Records of labeled points:
◇ ◇ ◇ ◇ ◇

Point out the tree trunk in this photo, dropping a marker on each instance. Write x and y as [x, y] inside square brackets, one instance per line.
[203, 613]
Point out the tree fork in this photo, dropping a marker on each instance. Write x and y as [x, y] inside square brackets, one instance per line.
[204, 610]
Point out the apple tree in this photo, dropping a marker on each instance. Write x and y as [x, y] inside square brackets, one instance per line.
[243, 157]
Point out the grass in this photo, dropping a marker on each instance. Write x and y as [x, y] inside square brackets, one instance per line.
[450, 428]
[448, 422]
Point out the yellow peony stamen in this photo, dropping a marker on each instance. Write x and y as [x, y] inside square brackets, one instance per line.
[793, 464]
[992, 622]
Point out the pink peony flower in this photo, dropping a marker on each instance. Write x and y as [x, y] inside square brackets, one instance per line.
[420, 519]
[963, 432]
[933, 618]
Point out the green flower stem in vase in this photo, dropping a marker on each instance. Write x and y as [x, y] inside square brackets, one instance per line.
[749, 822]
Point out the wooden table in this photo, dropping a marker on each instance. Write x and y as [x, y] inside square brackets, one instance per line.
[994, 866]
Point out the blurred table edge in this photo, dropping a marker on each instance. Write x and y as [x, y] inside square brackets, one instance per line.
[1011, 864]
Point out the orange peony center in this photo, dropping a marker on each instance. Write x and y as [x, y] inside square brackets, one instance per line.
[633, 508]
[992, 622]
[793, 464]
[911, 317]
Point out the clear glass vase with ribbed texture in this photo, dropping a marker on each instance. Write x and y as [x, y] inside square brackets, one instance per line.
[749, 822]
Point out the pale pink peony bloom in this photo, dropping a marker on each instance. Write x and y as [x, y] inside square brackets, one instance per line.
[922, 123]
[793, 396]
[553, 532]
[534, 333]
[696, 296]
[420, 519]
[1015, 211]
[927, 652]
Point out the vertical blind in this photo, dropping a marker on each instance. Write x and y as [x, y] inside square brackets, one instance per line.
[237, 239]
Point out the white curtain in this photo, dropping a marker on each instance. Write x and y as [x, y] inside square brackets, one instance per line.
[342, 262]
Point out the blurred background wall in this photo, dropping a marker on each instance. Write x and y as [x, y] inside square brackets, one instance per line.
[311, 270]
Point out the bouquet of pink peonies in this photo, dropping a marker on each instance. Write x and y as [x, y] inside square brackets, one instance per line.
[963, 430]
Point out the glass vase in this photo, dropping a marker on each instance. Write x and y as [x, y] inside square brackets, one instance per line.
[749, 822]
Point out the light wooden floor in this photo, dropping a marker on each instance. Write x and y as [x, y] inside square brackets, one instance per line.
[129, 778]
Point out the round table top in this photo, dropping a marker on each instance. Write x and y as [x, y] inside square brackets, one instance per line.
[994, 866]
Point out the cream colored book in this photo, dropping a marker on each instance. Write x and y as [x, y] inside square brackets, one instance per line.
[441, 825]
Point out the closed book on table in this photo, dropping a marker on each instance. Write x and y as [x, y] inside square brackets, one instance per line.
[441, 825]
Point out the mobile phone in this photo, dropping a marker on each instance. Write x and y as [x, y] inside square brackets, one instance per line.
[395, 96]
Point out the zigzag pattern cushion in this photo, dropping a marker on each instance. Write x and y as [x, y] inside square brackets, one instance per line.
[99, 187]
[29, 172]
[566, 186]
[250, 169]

◇ ◇ ◇ ◇ ◇

Directions for this task: Please reproduce each record precisely as written.

Task result:
Point out the tree trunk in this photo, dropping a marker on each instance. Write x and y as [x, y] inside square brackets, one instance per line.
[203, 613]
Point out the tree fork in this photo, dropping a marker on each instance. Write x and y as [x, y] inside square brackets, one instance per line.
[204, 610]
Point out the apple tree in this photo, dropping a marker on each instance. Write x and y as [x, y] inside square brackets, one instance per line.
[243, 157]
Point out the grass in this photo, dropping a marker on each instance. Write x and y as [x, y] inside square brackets, one instance per line.
[450, 428]
[448, 422]
Point out the yellow peony stamen in this photo, dropping a marker on each instance. Write x and y as [x, y] inside square brackets, one instance per line.
[793, 464]
[992, 622]
Point out the pink peony flower in this photo, dropping a marker on each instance. Write x and y as [x, y] inside square brackets, one instance per line.
[420, 519]
[963, 432]
[933, 618]
Point out the green flower stem in vase in this photo, dropping a marker on each instance. Write x and y as [x, y] inside square brackets, one instance per line.
[749, 822]
Point out the wooden table in this photo, dropping a marker on each instance. Write x and y as [x, y] inside square brackets, one instance per line.
[994, 866]
Point out the blurred table edge in this photo, dropping a marker on each instance. Write x and y as [x, y] inside square brackets, one instance per line.
[1011, 864]
Point out the orange peony center in this photo, dropping a marker on each instance. Write x and y as [x, y] inside square brackets, one instance per line.
[633, 508]
[992, 622]
[793, 464]
[911, 317]
Point out the clear glass vase with ribbed texture in this photo, dropping a marker on each instance. Write x and y as [x, y] inside square brackets, one instance per line.
[749, 822]
Point out the pale pink peony bloom in this photo, dropping a marker on each instance. Write x and y as [x, y] inside square brackets, one instance per line.
[922, 123]
[793, 396]
[553, 532]
[534, 333]
[696, 296]
[420, 519]
[1015, 211]
[927, 652]
Point out the vertical blind in this photo, dropping a marker on each instance. Write x and y as [x, y] inside square brackets, one instance per line.
[237, 239]
Point out the white curtain in this photo, dropping a marker on each instance. Write x and y as [x, y] inside square brackets, one instance per line.
[342, 262]
Point out the blurred background wall in this photo, dropping a marker on each instance. Write x and y as [x, y] inside square brackets, one instance per line.
[311, 270]
Point out the bouquet of pink peonies in this photo, dropping a marker on each instance. Write x and y as [x, y] inside square brackets, one instance per line.
[963, 430]
Point out the glass vase in this photo, dropping a marker on each instance. Write x and y as [x, y] inside square brackets, one instance per line.
[749, 822]
Point out the light wooden floor in this photo, dropping a marker on each instance. Write x and y as [x, y] inside square brackets, one instance per line.
[129, 778]
Point out the round table top in this photo, dropping a marker on each instance. Write x and y as [x, y] inside square brackets, one instance per line.
[994, 866]
Point out the cream colored book in this photo, dropping a marker on each instance. Write x and y as [x, y] inside square brackets, one instance per line.
[441, 825]
Point out the closed book on table in this photo, dropping a marker on each instance. Write x and y as [x, y] inside square brackets, one instance per line.
[441, 825]
Point out the mobile phone in this photo, dropping a marker on each instance. Write x and y as [x, y] inside square brackets, one instance per line.
[395, 96]
Point out the zigzag pattern cushion in this photo, dropping a marker on each instance. Write x and y as [x, y] inside square brackets, one instance per line.
[99, 187]
[29, 172]
[566, 186]
[250, 169]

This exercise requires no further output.